The problem ::
Copy the listing word for word, from the line with "Please locate the lake" to the line with "Please locate the seeded", both included. Leave the pictures out.

+++ Extracted records

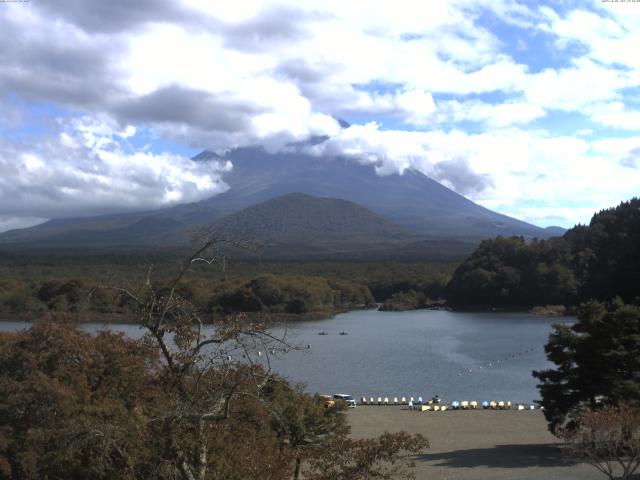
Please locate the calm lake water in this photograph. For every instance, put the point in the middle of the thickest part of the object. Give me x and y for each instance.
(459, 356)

++++++
+++ Extracted records

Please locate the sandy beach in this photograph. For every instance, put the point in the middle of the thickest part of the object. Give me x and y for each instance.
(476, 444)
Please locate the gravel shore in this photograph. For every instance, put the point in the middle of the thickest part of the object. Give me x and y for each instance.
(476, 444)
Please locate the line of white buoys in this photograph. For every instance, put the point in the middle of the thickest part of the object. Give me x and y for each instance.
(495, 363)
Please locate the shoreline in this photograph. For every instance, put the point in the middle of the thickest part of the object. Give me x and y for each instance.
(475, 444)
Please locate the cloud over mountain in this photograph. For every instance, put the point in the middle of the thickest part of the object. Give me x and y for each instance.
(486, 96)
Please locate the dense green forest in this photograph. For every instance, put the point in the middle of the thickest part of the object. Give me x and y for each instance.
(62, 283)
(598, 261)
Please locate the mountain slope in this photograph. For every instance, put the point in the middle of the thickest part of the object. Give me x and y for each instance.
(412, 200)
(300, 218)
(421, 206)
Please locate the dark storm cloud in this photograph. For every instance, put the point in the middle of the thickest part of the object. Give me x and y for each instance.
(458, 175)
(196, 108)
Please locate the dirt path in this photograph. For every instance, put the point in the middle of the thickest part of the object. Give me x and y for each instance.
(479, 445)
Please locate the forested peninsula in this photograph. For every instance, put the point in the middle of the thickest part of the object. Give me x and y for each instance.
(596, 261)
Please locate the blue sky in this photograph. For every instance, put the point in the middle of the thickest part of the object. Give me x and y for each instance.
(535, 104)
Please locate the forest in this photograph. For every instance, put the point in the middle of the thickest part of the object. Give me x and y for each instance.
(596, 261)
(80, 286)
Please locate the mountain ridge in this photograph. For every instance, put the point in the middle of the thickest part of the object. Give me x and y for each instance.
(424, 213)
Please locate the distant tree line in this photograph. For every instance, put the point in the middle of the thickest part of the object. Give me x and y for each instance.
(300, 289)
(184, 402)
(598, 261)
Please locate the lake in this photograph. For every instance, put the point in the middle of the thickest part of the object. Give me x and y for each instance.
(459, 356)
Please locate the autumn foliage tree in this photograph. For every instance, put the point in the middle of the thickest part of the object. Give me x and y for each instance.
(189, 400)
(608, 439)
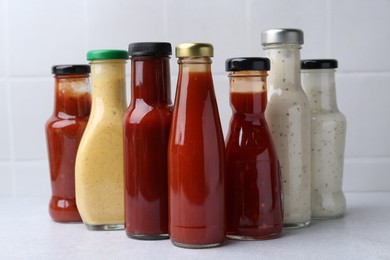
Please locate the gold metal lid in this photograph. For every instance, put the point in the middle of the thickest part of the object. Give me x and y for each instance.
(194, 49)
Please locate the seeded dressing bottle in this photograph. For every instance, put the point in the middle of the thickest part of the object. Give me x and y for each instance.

++++++

Solution to this exercise ::
Please locate the lake in this photograph. For every instance, put the point in the middle of the thickest part of the object. Give me x and y for each instance.
(459, 356)
Please locate the autumn foliage tree in this photograph. For every instance, put the point in the middle of the thickest part of the object. Give me x and y for each instance.
(189, 400)
(608, 439)
Please locate the gold metal lid in this photograph. For every instance, put the point in the middle of the thickest part of the object. Give me x and y for each instance.
(194, 49)
Please locate the seeded dressing bottle in this photograph. For every instance, put the point in the middle of the thickest part of the object. Give me x and y for each instance.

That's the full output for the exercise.